# TEXT SHOWN:
******
Unlike situations where data is already sorted and structured as part of the core functionality of the software service being provided, this is in dealing in an environment where there are many third-party software “tools” that put data into proprietary silos.  These act as barriers to optimizing data use and gaining corporate intelligence.  The goal here is to apply in real terms the concept that the customers generating the data (or stakeholders who pay for the data) own the data and should have full use of it across domains.  In project management and corporate governance this is an essential capability.

For run-of-the-mill software “tools” that are focused on solving one problem, this often is interpreted as just selling a lot more licenses to a big organization.  “Sure we can scale!” is code for “Sure, I’ll sell you more licenses!”  They can reasonably make this assertion, particularly in client-server or web environments, where they can point to the ability of the database system on which they store data to scale.  This also comes with, usually unstated, the additional constraint that their solution rests on a proprietary database structure.  Such responses, through, are a form of sidestepping the question, nor is it the question being asked.  Thus, it is important for those acquiring the right software to understand the subtleties.
******
# EXTRACTED ENTRIES:
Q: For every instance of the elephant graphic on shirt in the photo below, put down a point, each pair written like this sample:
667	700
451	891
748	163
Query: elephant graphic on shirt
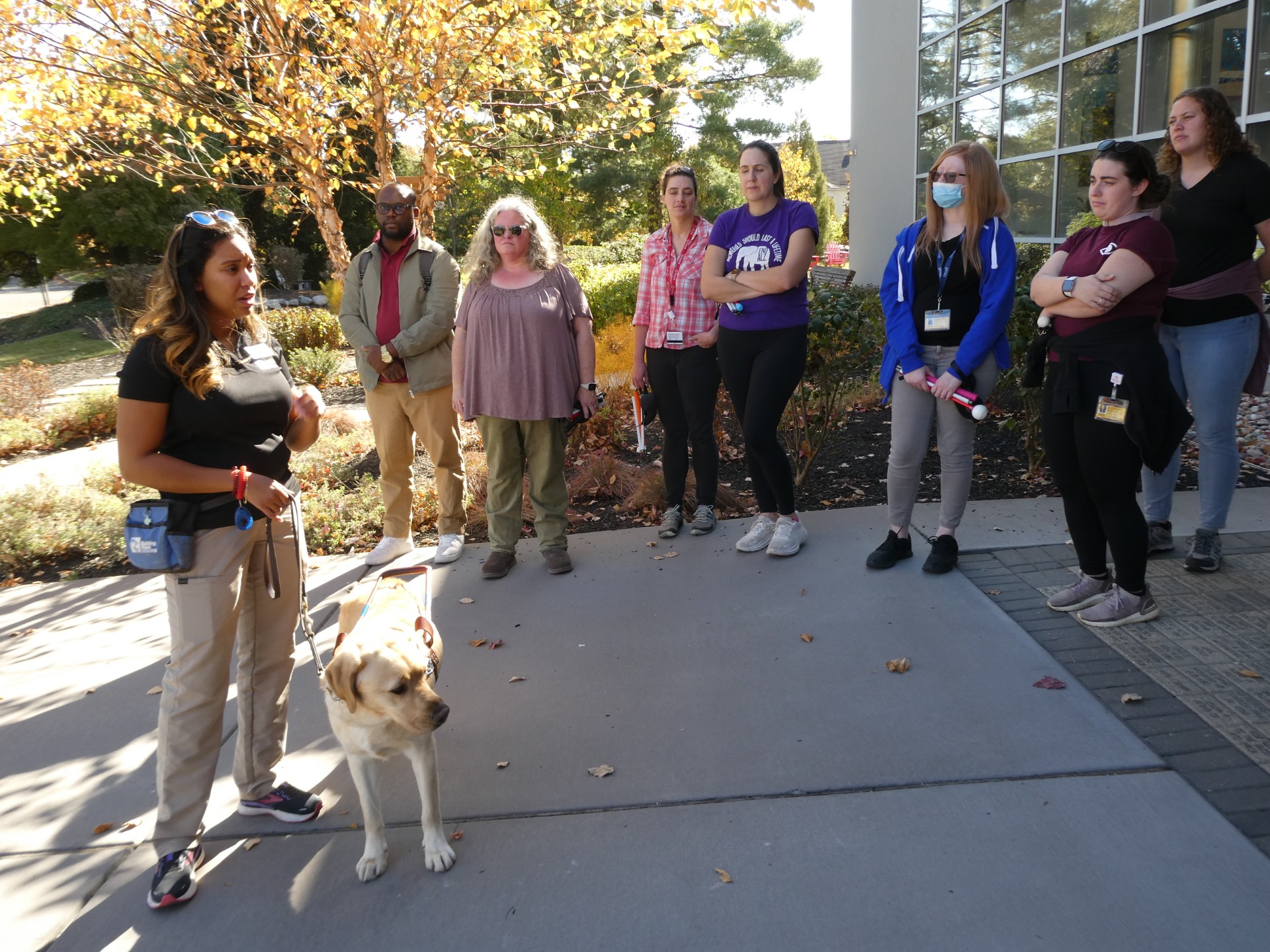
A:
753	258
******
Carry on the passage about software tools and data silos, starting after its last sentence. The items are separate from the passage on software tools and data silos.

A review of what makes data big in the first place is in order.  The basic definition, which I outlined previously, came from NASA in describing data that could not be held in local memory or local storage.  Hardware capability, however, continues to grow exponentially, so that what is big data today is not big data tomorrow.  But in handling big data, it then becomes incumbent on software publishers to drive performance to allow their customers to take advantage of the knowledge contained in these larger data sets.

The elements that determine the size of data are:

a.  Table size

b.  Row or Record size

c.  Field size

d.  Rows per table

e.  Columns per table

f.  Indexes per table

Note the interrelationships of these elements in determining size.  Thus, recently I was asked how many records are being used on the largest tables being accessed by a piece of software.  That is fine as shorthand, but the other elements add to the size of the data that is being accessed.  Thus, a set of data of say 800K records may be just as “big” as one containing 2M records because of the overall table size of fields, and the numbers of columns and indices, as well as records.  Furthermore, this question didn’t take into account the entire breadth of data across all tables.

Understanding the definition of data size then leads us to understanding the nature of software scaling.  There are two aspects to this.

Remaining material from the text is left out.